[Directions for this task]
Swap every "pointer" in the entries below for "locator", leaving everything else exactly unchanged.

Coordinate annotation entries
+---+
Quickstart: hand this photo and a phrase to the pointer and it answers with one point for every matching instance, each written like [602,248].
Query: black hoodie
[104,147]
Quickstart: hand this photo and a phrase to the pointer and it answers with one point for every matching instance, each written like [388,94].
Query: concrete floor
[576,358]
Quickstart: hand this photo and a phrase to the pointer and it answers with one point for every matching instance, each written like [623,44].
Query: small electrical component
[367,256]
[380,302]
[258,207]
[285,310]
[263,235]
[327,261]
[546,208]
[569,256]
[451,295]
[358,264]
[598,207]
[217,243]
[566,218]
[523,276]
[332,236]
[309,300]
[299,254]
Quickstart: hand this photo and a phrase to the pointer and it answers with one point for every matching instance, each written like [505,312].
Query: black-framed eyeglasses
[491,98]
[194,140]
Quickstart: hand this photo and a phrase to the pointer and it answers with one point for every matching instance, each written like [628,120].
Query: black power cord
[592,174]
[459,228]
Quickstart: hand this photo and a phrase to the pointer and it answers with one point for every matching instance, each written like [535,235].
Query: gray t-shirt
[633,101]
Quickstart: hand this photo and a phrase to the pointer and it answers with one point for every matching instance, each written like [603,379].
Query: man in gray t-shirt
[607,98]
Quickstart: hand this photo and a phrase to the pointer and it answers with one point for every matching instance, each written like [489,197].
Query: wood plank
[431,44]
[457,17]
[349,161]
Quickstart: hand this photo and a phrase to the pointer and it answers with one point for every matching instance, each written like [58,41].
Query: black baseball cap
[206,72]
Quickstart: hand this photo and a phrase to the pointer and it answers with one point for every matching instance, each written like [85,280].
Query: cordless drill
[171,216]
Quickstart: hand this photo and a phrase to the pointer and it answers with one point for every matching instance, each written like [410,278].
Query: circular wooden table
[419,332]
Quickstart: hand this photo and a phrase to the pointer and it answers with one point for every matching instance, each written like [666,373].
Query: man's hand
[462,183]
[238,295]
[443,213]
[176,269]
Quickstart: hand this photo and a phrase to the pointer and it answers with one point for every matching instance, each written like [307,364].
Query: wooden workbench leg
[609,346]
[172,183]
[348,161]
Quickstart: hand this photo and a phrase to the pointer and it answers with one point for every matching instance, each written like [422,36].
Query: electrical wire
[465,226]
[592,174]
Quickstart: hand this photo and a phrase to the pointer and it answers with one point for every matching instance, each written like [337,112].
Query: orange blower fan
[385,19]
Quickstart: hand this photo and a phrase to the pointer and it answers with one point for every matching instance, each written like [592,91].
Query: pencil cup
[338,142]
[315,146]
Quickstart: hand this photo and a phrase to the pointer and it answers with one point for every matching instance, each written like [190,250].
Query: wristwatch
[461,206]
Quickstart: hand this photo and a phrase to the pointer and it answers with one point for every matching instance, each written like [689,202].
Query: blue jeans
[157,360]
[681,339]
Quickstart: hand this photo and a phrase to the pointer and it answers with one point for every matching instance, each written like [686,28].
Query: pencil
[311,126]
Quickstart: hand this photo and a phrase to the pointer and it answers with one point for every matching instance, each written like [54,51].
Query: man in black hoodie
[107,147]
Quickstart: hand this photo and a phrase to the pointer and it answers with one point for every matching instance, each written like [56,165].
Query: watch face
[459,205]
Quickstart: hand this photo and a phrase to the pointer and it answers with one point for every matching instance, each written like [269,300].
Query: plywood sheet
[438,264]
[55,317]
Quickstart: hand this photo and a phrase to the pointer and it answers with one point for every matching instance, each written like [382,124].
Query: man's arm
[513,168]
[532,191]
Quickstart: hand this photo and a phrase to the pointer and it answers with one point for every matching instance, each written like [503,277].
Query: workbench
+---+
[Full output]
Quickstart: hand this photo and a phrase to the locator and it answers with one point for every matching instance, each written like [602,248].
Query: black hoodie
[104,147]
Quickstart: hand this photo and a phrase to the locator and it answers with one point for every matching instance, each written like [388,94].
Query: concrete floor
[576,358]
Quickstart: hand this photo and a phrase to the locator and it answers with one point for every matching instance, each written like [623,44].
Query: small electrical component
[367,256]
[380,302]
[258,207]
[285,310]
[263,235]
[327,261]
[546,208]
[569,256]
[451,295]
[358,264]
[598,207]
[217,243]
[566,218]
[523,276]
[332,236]
[309,300]
[299,254]
Quickstart: hand this photo and a phrase to the locator and it answers with one point for every matching instance, each written like [505,312].
Query: black-framed eyeglasses
[491,98]
[194,140]
Quickstart: hand this photo and a phrase to the locator and it answers with one point for every matching instance, each written like [628,120].
Query: black power cord
[592,174]
[459,228]
Quickstart: hand this photo and a phrase to the locator and it answers with one point for every matching instance, each written like [535,235].
Query: gray t-shirt
[633,101]
Quickstart: hand this photo and a phrase to the locator and it answers with one point for every matching instance, each written like [603,379].
Query: man in gray t-shirt
[607,98]
Quickstart: hand this photo and a phrase to the locator and it answers with one point for every matching instance, each written like [489,197].
Query: wood plank
[431,44]
[457,17]
[349,161]
Quickstart: hand this photo and a phrase to the locator and it answers with one point for every matching instance, each written like [58,41].
Query: black baseball cap
[206,72]
Quickstart: hand this photo and a phrase to the locator and it answers with one point for every matching instance, each written like [85,280].
Query: cordless drill
[171,216]
Quickstart: hand this photo and a phrase to the locator and it answers with one point for every matching instance, each written like [410,278].
Query: circular wooden table
[419,332]
Quickstart: hand this photo and a phrase to the locator and it answers with one point for every matching instance, each written like [666,373].
Query: man's hand
[462,183]
[238,295]
[443,213]
[176,269]
Quickstart: hand this photo and a phrase to the locator and it answers with one point for every matching instance, each written like [307,364].
Query: wooden workbench leg
[609,346]
[172,183]
[348,161]
Quickstart: hand this photo and a phrase to the locator and it answers with one point for every matching instance, each written like [422,36].
Query: electrical wire
[465,226]
[592,174]
Quickstart: hand this photo and a phrase to the locator and it answers with one point for every matching instance, each written like [337,112].
Query: orange blower fan
[385,19]
Quickstart: hand this photo and a phrase to the locator and it answers with one point for every matching instance, each written like [592,91].
Query: pencil cup
[338,142]
[315,146]
Quickstart: hand this photo and a phrase to the locator and it answers with one point for every matching instance, each written like [190,250].
Query: wristwatch
[461,206]
Quickstart: hand this photo and a phrase to the locator and it answers with one point for every matching instance, each written like [689,202].
Query: blue jeans
[157,360]
[681,339]
Quickstart: hand this photo and a phrase to the locator and it answers with one point for every matching instance, each written like [686,28].
Query: pencil
[311,126]
Quickstart: hand this photo and a phrase to the locator and it answers with one point for every matching instance, each written like [54,51].
Query: man in black hoodie
[107,147]
Quickstart: hand this photo and a phrase to the locator and it answers with one point for every matching instance, each written like [56,165].
Query: watch face
[459,205]
Quickstart: hand this photo and a phrase to the locator and it answers with one point for every matching instance, each written like [269,300].
Query: plywood sheet
[438,264]
[55,317]
Quickstart: hand this photo and a phrase to the locator and it answers with one point for every matching instance, each written like [382,124].
Query: man's arm
[513,168]
[532,191]
Quickstart: hand this photo and a phrase to the locator and it answers with one point for every matching instance, each written like [503,277].
Query: workbench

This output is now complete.